### WORK INSTRUCTIONS
1/ In the recycling article, where can toner and ink cartridges be dropped off for recycling?
2/ Repeat the recycling article from "Well rinsed clean" up to and including "clean steel cans.".

Members of Williford Schools sixth grade class spent the morning April 29 helping the Tri-County Recycling Center and the Masons with Cherokee Village's weekly recycling effort.
The members of the Mason's, who were also working the event said that Ms. Bryant's class was very helpful in the recycling day. The members unloaded vehicles that brought their recyclables to the center. The children were very enthusiastic and in some cases were unloading the vehicles the second they stopped.
Residents brought plastic, aluminum and cardboard to the mobile unit offered by FACE (For A Clean Environment) which comes to Cherokee Village weekly. The sixth graders worked with the Masons to sort the materials and fill the huge bags for transport to the recycling center.
Ms. Bryant said this effort helped the students be aware of the many things that can be recycled, rather than putting them into landfills.
Following their collection, the class went to the recycling center to see how the cardboard is baled. Steve Penney explained to the students not only the importance of recycling, but also possible dangers. He let the children help load the machines. Penney will also be visiting the school to speak with other students about recycling and how they can make a difference to the earth.
Penney also invited Bryant's class back to help with the recycling because they did such a great job. The students would also like to invite other children to join in the recycling effort and Bryant says they even have plans to implement a recycling program at the center and would like the public to consider donating their cans and tabs to the school for charity. Bryant said any organization that would like to participate would be greatly appreciated. She said that if they would contact Williford Schools, she could set up a monthly pickup where the students could then make a day of the recycling effort and take the cans to the center.
The recycling days are every Wednesday from 8-11 a.m. There are various volunteers who sort the recyclables each week. Those interested in bringing their items by do not even have to get out of their vehicle.
The items accepted at this location are newsprint with no plastic or metal binding. News- papers and magazines can be mixed, but must be dry and double bagged or boxed in a 20 pound or less package. These can not be mixed with regular paper.
Well rinsed clean #1 and #2 plastics are also accepted. The recyclable sign is displayed on the packaging. Vegetable oil and car oil containers can not be accepted.
In addition to newsprint and plastics, the recycling center takes flattened non waxed cardboard boxes with all packing material removed and rinsed clean steel cans.
While a lot of items are recyclable, glass, styrofoam and garbage can not be recycled. Motor oil and wet cell batteries can be recycled but must be taken to the Village Service Station and rechargeable dry cell batteries and switches and thermostats may be taken to Radio Shack. Toner and ink cartridges may be recycled by dropping them off at the Senior Center.
While working with the Mason's in Cherokee Village, the students also removed the tabs from aluminum cans. Williford school has worked closely with the Elks Club in saving these tabs for the Ronald McDonald House charities. They were able to take these tabs to the school and add them to the others. When the school receives a large amount, Sarah Lindsey, Elk's Representative to the Ronald McDonald House sends the money from the tabs to Little Rock.
Lindsey says that the money raised with these tabs goes to providing linens and supplies for the house in Little Rock. Since the programs inception, Lindsey says the Elk's have collected over 4 million tabs for the charity.
The reason the charity collects the tabs rather than the entire can is that they are pure high quality aluminum and no alloys like the cans.
The first Ronald McDonald house was the brainchild of Philadelphia Eagles' player Fred Hill (whose daughter, Kim, had leukemia). It started in 1974 as a place for parents and family members of ill children to stay while in close proximity to the hospital where their child was treated without the financial burden of a hotel cost. Hill enlisted the sponsorship of a local McDonald's to make the dream a reality. Since its creation the charity has grown to support scholarships, mobile health units and many other community projects in 52 different countries worldwide.
Members of the Elks, Masons and Bryant say they are very proud of these sixth graders efforts.
Bryant said that by their helping with the recycling effort in Cherokee Village, they have not only played a part in saving the Earth, but also in helping families with sick children while learning recycling practices that can be incorporated into their everyday lives.

### SOURCE DATA
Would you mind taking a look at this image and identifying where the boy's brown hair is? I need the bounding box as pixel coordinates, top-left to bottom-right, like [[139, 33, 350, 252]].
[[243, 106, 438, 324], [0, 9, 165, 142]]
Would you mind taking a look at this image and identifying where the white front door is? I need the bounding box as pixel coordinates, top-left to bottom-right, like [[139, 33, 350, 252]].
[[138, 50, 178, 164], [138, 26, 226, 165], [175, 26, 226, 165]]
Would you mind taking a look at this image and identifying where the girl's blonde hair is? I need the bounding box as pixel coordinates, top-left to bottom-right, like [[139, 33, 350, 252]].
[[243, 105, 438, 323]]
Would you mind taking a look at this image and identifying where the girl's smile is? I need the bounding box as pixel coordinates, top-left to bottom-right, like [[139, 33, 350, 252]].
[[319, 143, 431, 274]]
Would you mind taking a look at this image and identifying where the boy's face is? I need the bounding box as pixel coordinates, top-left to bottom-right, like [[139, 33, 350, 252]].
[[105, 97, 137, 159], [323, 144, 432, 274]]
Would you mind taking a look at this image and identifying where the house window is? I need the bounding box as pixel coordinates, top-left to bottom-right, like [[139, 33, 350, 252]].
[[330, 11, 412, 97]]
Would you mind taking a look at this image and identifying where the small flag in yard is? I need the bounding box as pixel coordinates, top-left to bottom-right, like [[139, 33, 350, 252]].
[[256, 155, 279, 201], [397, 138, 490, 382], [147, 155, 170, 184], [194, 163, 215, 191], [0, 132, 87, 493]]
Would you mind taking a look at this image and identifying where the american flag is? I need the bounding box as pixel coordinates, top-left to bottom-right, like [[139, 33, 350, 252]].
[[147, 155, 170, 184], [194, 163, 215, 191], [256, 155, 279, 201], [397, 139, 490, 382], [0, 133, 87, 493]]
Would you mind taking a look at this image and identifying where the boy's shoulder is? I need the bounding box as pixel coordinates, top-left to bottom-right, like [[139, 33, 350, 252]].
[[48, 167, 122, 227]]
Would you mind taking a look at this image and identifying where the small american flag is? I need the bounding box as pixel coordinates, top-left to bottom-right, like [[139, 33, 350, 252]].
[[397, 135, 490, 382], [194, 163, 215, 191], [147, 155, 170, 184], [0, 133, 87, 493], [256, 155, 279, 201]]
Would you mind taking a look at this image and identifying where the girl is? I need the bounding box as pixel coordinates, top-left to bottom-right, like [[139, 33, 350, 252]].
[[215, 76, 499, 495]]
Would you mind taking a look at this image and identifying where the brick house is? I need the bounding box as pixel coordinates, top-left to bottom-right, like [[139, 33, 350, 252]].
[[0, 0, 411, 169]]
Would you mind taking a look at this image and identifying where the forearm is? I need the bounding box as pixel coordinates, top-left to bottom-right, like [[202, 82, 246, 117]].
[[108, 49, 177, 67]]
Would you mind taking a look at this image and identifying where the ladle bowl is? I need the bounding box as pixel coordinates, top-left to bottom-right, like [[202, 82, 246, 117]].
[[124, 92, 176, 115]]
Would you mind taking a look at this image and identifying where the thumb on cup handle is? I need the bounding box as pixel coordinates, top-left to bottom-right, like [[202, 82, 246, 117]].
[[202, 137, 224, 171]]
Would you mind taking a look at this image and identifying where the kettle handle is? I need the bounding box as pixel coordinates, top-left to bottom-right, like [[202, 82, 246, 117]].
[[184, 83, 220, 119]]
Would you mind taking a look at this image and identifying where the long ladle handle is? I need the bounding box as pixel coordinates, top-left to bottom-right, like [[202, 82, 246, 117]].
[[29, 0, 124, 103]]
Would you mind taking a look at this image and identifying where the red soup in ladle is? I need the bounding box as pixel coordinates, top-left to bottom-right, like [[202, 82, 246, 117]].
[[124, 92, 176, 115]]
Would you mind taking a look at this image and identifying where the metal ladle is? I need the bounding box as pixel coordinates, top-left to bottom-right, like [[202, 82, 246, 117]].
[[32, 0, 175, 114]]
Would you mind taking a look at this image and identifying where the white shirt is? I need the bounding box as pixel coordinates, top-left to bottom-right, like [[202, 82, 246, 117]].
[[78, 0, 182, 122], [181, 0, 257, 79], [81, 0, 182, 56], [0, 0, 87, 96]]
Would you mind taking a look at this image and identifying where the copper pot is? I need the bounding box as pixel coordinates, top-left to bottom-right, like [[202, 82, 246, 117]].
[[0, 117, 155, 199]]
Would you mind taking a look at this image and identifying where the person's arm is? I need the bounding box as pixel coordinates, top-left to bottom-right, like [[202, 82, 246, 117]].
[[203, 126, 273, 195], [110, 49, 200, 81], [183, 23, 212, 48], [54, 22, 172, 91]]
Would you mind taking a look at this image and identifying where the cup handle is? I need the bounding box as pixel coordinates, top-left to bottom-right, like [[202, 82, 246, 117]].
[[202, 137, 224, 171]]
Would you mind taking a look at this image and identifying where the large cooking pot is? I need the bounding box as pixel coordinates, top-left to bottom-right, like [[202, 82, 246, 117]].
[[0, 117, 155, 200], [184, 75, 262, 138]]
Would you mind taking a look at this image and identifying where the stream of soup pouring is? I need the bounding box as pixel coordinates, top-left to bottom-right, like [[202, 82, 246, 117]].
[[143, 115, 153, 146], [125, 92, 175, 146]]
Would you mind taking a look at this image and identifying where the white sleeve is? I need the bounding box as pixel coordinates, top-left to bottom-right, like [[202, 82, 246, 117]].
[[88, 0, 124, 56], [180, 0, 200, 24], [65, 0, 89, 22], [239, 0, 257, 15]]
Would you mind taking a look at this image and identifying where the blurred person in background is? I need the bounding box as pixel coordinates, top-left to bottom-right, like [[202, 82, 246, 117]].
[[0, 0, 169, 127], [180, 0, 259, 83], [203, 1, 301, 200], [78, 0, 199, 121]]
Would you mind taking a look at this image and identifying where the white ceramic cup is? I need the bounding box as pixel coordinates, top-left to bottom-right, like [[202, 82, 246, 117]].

### ANSWERS FOR THIS EXERCISE
1/ At the Senior Center.

2/
Well rinsed clean #1 and #2 plastics are also accepted. The recyclable sign is displayed on the packaging. Vegetable oil and car oil containers can not be accepted.
In addition to newsprint and plastics, the recycling center takes flattened non waxed cardboard boxes with all packing material removed and rinsed clean steel cans.